Referring expression pointing data:

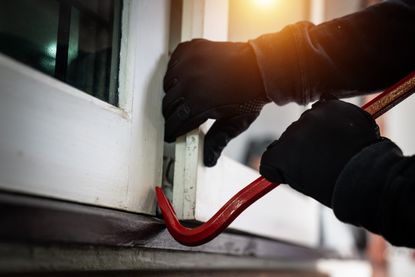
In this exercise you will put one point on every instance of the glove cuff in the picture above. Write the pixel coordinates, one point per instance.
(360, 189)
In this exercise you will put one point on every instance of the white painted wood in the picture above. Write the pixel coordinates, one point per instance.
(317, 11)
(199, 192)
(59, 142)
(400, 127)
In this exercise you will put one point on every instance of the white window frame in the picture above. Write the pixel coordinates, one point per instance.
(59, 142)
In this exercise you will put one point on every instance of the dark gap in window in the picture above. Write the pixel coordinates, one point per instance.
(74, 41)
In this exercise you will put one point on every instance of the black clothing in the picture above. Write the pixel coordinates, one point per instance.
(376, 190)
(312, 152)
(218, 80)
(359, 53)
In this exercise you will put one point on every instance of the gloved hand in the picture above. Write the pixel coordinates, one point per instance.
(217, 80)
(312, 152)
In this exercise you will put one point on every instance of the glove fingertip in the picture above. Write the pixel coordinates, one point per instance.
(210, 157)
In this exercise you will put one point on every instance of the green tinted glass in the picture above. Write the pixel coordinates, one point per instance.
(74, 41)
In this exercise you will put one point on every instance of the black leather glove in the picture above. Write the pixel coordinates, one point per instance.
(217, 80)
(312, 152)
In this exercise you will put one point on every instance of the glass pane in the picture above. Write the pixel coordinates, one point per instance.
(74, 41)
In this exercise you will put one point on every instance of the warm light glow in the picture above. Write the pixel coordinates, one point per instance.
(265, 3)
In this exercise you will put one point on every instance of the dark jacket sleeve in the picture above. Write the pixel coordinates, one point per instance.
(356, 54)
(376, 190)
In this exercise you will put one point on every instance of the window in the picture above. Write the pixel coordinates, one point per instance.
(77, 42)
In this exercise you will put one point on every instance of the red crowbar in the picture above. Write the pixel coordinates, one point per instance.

Exercise prompt: Retype nothing except the lines from the line holding "of the warm" through the last line of the entries, both included.

Finished exercise:
In this exercise you will put one point on every instance of the warm light glow in the picture above. Write the pixel coordinates, one point per instance.
(265, 3)
In this exercise you will put one point on every instance of the dark jacket sleeve in the picture above. Write the pixel coordinates, one point per instance.
(356, 54)
(376, 190)
In this exercise you will put one point on every instance of the window in the picture above. Write the pixel coordinates, one point per instance.
(77, 42)
In this exercise you will put one point on every instance of the red crowbar in the picture above. Write the pixel coordinates, one point per instance.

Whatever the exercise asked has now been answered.